:: YOUR GOAL ::
Count the lines in the material below that contain the string "wheelbarrow", matching case exactly. Reply with the number alone.

━━━━━━━━━━━━━━━━━━━━━━━━━━━━━━

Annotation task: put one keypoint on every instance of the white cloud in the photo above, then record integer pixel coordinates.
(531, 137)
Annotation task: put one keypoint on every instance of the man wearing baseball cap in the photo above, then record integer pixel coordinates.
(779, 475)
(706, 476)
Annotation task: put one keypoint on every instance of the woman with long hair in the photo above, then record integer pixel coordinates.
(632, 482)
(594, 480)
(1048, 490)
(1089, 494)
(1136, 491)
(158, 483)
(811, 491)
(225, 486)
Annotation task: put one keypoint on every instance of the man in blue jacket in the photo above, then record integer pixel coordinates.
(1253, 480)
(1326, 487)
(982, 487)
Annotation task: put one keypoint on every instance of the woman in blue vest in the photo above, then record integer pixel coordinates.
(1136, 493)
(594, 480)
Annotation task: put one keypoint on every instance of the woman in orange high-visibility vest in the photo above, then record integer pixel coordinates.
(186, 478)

━━━━━━━━━━━━━━━━━━━━━━━━━━━━━━

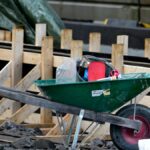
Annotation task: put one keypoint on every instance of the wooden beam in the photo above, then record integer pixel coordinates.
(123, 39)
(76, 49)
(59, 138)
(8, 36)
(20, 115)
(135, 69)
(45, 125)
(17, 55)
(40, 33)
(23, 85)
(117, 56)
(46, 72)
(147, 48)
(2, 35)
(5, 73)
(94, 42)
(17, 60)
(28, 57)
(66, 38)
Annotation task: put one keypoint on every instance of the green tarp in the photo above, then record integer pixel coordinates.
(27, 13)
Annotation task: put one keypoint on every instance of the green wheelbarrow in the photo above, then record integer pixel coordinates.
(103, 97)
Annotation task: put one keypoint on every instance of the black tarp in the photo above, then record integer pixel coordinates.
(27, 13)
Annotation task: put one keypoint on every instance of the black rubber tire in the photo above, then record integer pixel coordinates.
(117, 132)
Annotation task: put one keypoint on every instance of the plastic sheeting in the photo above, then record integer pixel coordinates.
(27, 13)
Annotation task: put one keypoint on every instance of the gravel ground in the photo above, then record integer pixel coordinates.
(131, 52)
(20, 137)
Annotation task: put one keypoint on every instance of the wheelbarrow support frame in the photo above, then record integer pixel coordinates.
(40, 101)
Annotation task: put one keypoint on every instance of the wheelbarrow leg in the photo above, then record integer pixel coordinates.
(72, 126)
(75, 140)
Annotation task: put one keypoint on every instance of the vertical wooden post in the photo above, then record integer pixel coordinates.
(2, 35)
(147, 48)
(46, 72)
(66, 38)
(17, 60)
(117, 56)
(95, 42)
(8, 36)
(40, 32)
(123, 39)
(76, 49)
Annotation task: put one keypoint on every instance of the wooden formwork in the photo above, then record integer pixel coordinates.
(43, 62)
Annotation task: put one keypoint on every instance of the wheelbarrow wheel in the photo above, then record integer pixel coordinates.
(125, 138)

━━━━━━━━━━━━━━━━━━━━━━━━━━━━━━

:: IN RESPONSE ::
4